Your goal:
In the entries that follow, say how many lines contain the string "laptop". Give no other words.

Exercise material:
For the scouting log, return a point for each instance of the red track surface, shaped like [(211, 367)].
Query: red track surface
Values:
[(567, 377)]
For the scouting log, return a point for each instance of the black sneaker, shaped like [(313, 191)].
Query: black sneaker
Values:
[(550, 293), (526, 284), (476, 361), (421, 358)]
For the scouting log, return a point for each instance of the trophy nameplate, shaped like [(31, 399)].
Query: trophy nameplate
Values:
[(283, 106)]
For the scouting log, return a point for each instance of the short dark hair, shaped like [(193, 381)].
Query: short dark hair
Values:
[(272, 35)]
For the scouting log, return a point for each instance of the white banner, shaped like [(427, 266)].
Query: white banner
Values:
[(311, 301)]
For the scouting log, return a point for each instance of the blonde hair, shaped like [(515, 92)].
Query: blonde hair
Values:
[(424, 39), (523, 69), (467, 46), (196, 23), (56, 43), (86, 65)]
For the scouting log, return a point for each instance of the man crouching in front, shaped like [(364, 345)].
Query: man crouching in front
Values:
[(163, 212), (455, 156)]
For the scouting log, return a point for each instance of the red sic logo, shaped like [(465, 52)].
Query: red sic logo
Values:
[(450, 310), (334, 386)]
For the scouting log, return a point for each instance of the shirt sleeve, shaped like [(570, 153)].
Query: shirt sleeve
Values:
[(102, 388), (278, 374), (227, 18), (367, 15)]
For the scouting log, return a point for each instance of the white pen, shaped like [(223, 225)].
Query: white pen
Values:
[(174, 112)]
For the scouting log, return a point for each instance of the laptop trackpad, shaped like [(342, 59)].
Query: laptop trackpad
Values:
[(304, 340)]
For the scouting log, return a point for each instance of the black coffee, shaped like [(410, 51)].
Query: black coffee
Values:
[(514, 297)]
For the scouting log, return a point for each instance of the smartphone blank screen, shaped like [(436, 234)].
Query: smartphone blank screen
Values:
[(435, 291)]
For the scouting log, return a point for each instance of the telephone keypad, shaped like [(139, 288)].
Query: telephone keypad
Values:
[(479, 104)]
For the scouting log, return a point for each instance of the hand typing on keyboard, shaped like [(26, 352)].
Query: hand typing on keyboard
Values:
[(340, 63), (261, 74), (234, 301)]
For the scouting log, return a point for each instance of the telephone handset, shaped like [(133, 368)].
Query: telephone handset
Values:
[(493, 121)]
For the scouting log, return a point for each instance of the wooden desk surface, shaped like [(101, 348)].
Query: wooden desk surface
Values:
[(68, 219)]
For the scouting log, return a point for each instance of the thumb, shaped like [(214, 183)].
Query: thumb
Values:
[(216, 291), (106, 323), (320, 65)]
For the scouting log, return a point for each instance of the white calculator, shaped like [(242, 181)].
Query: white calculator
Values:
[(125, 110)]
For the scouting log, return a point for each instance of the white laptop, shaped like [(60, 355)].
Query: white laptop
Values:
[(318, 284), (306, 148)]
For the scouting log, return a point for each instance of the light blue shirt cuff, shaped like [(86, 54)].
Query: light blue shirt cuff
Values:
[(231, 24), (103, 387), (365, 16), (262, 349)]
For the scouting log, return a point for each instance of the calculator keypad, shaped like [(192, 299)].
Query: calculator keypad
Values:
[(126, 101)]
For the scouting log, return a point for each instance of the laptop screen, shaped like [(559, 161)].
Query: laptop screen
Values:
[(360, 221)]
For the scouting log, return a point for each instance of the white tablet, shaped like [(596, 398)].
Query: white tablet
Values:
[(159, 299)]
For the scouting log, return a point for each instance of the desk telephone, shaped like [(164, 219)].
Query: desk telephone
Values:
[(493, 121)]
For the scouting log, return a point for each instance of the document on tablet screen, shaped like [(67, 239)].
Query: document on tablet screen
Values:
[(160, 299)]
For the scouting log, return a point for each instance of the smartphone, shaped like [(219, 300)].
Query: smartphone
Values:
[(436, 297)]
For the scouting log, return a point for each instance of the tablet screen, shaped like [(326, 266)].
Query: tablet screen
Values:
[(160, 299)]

---

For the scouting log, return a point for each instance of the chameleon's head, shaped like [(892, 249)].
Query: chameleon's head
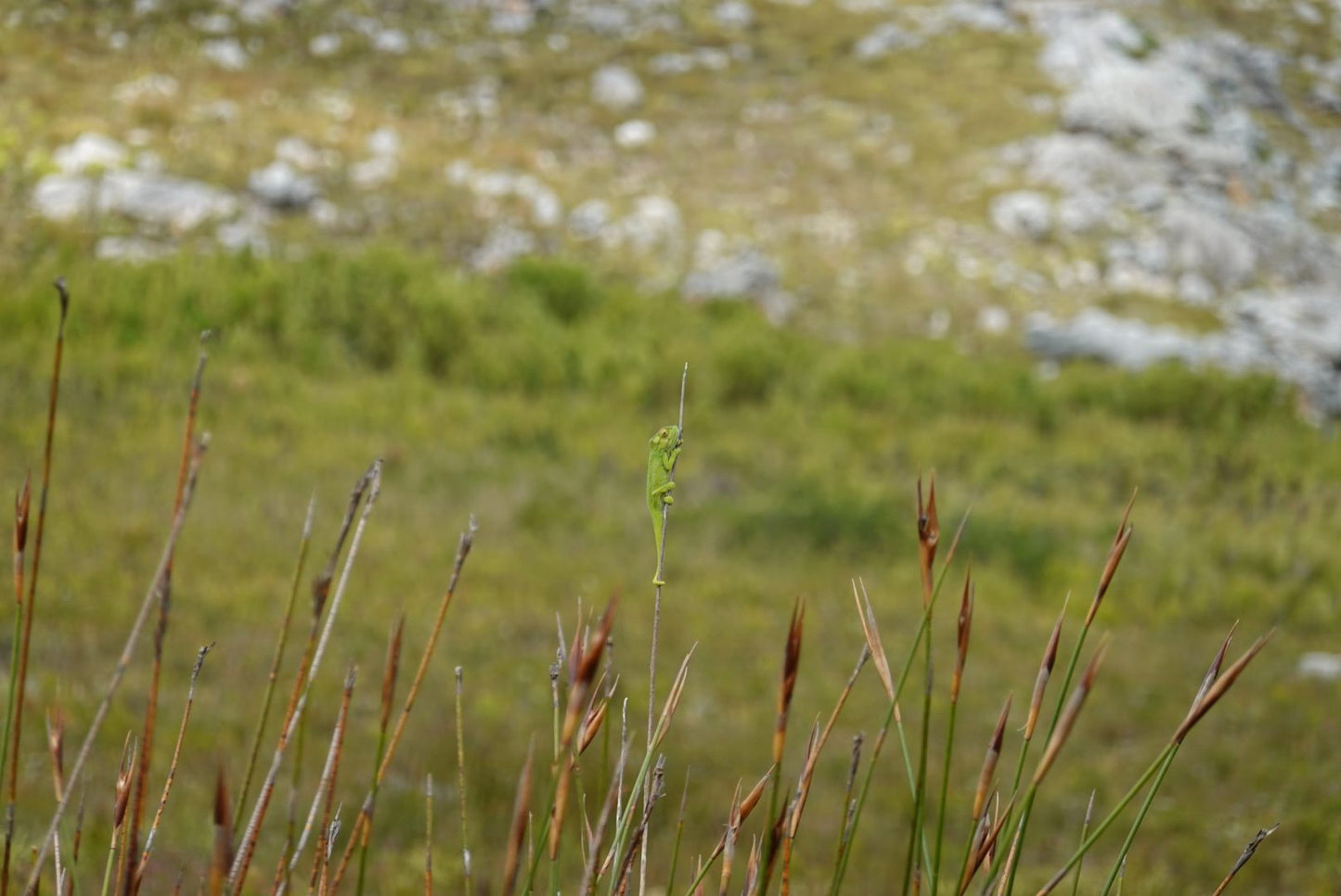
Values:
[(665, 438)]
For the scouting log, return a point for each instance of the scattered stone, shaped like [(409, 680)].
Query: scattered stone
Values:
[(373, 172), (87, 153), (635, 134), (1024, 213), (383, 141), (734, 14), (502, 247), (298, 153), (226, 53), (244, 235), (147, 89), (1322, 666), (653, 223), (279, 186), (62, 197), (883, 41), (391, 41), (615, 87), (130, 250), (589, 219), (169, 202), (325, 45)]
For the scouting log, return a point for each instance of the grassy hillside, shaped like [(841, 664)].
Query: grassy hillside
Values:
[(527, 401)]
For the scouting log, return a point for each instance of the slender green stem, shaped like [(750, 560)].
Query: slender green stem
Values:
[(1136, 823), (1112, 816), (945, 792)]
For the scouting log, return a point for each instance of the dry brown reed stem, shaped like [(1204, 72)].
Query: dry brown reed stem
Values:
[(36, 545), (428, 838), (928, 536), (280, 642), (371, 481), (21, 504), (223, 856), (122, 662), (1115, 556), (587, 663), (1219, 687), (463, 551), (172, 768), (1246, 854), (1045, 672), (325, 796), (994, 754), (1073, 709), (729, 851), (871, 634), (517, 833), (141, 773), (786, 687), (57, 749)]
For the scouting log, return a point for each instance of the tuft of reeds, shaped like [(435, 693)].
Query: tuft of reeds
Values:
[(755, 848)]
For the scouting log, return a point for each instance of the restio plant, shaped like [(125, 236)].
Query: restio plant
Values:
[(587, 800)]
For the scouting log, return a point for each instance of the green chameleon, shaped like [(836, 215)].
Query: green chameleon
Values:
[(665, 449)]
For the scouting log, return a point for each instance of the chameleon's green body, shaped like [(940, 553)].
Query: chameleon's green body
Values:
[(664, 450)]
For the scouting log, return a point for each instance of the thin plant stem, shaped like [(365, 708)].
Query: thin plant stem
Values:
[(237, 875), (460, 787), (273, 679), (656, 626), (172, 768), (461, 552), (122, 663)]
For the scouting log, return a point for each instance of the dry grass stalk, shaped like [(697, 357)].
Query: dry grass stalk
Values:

---

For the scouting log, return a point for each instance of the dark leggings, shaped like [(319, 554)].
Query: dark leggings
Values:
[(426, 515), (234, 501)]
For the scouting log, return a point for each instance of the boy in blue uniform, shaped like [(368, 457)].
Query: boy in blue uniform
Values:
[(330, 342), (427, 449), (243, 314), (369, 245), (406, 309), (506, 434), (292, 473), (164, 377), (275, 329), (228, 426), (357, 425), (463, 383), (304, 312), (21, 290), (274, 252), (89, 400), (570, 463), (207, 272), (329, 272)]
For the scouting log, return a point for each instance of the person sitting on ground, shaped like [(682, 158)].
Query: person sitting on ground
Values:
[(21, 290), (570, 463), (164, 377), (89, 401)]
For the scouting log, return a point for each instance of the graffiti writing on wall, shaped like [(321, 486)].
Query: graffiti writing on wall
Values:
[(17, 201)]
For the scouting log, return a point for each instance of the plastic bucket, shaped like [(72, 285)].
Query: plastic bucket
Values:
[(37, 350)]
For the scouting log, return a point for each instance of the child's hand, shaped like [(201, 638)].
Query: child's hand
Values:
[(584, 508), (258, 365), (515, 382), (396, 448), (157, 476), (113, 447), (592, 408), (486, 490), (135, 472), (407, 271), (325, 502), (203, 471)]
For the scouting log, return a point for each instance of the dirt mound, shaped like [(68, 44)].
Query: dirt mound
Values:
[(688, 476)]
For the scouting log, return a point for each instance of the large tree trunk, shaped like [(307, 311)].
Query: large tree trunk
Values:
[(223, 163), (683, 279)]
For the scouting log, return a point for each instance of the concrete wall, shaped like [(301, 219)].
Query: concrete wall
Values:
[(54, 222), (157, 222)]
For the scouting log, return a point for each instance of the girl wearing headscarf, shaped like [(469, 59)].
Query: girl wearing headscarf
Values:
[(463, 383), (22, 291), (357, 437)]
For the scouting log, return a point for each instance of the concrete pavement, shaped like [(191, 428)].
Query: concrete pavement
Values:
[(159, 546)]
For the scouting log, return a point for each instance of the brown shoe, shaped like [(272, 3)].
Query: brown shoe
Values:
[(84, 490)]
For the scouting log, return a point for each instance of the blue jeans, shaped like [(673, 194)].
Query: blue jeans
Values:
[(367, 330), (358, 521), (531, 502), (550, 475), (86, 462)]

Exercise output:
6